[Task statement]
Please retype, character for character, the portion of the entries below that runs from the line containing "Expected: one point per instance of the stone cairn, each" to the last line.

[Data for analysis]
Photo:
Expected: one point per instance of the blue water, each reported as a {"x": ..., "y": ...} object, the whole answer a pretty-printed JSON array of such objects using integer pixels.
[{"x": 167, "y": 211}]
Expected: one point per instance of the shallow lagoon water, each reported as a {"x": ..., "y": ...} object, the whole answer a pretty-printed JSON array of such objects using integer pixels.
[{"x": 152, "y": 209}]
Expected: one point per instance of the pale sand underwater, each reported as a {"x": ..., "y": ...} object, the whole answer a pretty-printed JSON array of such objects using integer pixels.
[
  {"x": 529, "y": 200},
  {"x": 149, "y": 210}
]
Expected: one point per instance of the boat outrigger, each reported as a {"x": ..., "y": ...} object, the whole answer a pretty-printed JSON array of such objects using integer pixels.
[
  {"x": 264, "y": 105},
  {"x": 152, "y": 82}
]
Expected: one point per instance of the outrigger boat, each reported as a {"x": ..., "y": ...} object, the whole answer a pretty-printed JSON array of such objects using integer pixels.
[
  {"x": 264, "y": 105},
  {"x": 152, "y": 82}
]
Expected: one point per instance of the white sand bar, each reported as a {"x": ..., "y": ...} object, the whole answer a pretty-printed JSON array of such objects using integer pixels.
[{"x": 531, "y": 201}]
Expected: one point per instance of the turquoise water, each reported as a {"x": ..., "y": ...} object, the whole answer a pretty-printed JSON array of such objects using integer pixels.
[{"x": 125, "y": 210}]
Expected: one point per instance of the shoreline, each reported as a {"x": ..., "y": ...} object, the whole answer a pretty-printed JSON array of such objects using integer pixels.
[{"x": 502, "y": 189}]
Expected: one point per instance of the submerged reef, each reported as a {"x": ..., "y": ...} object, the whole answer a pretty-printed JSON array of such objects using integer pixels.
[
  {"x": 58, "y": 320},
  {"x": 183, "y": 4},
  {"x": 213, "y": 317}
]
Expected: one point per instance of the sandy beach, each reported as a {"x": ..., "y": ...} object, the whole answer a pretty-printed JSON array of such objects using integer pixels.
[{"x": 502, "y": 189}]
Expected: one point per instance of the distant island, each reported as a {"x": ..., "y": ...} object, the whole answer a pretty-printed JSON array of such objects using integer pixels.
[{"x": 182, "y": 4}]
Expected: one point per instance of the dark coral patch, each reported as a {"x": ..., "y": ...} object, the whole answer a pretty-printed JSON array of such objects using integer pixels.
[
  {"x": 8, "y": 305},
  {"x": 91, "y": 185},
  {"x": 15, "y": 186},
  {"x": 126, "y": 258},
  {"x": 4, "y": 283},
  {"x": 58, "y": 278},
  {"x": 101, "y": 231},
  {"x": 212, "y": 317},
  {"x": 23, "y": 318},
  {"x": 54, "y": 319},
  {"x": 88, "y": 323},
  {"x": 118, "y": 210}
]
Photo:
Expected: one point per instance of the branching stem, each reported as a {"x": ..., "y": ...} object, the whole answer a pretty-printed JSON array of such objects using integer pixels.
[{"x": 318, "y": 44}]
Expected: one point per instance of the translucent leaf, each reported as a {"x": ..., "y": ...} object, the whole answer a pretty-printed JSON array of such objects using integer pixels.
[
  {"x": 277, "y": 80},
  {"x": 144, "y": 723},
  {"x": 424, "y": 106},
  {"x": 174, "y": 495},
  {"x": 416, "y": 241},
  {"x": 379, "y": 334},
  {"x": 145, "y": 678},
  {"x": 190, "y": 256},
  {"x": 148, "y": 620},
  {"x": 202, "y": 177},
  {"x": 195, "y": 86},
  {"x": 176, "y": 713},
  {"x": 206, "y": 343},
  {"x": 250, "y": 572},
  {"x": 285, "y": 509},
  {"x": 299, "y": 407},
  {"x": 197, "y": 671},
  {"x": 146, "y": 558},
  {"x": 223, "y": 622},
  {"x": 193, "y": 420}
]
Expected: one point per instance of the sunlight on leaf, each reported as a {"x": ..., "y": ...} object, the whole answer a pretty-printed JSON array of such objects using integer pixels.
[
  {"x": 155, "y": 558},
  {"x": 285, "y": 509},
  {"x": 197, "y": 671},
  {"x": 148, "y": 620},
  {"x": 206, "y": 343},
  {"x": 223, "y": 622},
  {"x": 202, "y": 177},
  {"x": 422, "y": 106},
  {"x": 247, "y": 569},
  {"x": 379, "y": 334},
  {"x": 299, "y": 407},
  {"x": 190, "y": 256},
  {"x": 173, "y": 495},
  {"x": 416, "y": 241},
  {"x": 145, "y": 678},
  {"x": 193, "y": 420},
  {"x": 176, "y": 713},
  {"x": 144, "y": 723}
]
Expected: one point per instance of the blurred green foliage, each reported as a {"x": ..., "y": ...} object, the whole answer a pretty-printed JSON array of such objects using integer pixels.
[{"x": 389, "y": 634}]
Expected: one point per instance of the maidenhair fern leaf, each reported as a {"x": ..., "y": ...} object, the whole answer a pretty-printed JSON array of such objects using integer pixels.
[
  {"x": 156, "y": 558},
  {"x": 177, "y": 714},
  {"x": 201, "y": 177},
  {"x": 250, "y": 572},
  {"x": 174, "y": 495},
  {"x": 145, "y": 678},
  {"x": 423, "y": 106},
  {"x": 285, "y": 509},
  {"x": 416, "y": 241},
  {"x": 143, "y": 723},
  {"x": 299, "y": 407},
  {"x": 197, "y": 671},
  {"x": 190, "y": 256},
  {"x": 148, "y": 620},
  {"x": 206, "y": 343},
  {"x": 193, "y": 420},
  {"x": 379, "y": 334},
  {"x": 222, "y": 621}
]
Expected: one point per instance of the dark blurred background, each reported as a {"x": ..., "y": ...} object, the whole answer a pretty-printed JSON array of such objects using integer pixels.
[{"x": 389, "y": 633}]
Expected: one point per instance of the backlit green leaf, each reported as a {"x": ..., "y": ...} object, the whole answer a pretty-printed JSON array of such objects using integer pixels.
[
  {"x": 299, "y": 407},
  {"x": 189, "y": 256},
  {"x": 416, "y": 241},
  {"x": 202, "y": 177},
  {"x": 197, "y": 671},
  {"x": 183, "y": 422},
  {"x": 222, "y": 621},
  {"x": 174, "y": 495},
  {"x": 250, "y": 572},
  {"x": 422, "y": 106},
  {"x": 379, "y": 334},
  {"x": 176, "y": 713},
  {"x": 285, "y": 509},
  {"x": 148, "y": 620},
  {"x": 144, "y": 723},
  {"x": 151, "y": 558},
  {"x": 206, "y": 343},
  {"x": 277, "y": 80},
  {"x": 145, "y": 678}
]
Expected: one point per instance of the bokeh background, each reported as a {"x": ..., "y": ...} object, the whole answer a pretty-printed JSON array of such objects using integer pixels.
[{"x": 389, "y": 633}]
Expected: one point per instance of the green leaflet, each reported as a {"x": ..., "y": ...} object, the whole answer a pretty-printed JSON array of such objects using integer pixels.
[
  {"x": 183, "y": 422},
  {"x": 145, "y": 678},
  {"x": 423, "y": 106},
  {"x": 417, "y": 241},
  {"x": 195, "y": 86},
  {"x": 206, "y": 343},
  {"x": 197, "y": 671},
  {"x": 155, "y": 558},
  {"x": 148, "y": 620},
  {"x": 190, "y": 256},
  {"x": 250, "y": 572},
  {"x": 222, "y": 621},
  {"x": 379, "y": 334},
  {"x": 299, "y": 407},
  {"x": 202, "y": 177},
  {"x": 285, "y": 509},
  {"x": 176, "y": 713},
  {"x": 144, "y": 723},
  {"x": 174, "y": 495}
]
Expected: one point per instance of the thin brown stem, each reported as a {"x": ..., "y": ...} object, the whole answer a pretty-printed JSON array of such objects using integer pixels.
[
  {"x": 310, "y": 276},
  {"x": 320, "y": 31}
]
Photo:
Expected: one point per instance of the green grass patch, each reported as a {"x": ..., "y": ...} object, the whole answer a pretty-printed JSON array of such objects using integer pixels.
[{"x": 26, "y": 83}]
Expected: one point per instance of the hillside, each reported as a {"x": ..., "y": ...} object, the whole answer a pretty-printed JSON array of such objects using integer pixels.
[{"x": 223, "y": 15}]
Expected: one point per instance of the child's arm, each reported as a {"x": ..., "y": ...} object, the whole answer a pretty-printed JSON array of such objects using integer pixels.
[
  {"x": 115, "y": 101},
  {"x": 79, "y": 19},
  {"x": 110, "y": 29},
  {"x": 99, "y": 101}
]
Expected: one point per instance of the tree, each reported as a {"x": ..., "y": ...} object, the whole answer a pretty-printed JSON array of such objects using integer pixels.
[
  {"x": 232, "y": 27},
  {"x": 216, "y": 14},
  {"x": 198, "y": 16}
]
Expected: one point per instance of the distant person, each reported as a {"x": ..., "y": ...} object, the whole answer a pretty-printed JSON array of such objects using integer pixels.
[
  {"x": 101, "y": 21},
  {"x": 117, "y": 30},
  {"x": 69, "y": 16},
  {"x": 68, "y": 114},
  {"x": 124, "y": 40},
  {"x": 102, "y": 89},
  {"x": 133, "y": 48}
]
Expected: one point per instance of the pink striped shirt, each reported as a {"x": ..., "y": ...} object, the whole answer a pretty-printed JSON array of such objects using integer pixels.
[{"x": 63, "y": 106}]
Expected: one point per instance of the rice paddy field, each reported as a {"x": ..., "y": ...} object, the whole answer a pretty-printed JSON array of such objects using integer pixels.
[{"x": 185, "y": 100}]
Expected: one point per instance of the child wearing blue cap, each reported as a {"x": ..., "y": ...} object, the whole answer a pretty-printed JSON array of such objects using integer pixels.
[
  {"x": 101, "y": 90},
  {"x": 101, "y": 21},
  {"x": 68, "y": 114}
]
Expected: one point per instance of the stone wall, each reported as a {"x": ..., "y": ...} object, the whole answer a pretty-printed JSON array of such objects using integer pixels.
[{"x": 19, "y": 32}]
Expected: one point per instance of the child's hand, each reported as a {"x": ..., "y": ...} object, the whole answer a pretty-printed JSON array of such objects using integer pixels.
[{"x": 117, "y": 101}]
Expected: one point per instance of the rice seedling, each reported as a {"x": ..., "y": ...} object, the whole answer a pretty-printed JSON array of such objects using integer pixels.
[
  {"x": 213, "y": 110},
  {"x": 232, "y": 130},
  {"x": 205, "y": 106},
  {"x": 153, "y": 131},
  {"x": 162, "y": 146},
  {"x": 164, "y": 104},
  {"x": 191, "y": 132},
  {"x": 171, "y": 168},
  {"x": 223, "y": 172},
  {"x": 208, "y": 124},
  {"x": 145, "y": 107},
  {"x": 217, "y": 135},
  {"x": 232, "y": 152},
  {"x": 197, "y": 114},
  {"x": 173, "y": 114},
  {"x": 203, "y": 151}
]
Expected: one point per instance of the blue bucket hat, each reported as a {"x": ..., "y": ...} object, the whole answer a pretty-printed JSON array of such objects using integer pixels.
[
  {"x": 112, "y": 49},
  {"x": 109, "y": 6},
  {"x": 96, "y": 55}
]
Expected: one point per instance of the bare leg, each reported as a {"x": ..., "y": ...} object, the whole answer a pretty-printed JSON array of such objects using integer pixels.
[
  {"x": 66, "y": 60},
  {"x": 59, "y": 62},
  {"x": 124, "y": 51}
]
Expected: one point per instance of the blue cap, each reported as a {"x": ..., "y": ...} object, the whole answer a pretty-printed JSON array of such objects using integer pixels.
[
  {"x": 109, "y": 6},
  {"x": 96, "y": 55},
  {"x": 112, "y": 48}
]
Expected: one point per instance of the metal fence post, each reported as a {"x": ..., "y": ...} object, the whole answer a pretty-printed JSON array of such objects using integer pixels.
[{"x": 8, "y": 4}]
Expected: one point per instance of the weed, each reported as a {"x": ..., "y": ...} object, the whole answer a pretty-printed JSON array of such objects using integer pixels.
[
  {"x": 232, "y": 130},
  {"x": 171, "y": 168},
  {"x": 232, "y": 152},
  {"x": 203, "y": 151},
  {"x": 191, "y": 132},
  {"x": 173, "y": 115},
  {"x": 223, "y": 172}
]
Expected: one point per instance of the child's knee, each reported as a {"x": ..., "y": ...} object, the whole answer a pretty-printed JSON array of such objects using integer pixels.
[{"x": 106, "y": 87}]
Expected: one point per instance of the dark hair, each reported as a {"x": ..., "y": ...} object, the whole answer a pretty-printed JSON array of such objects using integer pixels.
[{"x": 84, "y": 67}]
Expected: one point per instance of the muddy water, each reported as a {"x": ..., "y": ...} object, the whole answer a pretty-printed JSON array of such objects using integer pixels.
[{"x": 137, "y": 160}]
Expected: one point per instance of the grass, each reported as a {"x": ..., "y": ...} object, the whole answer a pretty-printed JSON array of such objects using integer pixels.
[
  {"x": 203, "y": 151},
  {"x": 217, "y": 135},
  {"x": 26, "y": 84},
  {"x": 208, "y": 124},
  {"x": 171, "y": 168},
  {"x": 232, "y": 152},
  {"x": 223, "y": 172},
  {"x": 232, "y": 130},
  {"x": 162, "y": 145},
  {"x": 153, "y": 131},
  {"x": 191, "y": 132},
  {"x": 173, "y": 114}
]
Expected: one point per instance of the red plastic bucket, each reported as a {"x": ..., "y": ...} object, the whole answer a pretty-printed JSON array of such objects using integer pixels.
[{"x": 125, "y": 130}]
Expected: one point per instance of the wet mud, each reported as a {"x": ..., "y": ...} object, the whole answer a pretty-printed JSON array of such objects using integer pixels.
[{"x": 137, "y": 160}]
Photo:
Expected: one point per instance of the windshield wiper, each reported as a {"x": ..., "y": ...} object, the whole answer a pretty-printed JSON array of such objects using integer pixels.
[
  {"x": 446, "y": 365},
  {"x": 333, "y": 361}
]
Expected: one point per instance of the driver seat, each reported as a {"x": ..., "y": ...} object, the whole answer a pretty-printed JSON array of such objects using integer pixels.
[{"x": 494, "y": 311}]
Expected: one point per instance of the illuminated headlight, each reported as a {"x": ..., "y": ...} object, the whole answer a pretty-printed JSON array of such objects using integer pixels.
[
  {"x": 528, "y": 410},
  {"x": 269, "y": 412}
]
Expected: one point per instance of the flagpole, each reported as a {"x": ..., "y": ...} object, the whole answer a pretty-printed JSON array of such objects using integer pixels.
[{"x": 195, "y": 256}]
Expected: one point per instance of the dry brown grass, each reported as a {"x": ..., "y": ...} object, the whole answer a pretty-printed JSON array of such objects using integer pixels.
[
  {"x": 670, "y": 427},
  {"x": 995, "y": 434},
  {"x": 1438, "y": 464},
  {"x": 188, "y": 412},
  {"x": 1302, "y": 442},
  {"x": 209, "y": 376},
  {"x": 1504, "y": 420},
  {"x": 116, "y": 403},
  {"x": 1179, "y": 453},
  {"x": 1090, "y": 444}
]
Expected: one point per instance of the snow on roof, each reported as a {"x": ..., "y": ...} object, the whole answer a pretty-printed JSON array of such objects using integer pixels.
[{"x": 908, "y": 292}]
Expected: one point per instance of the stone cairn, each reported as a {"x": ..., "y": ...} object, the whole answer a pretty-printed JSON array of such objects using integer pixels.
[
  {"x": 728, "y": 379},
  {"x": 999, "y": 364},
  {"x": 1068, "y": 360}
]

[Problem solution]
Expected: one point per instance of the stone cairn, each reported as a {"x": ..., "y": ...} object, the whole answer a pretty-printed JSON array of such objects using integer pixels.
[
  {"x": 728, "y": 379},
  {"x": 999, "y": 364},
  {"x": 1068, "y": 360}
]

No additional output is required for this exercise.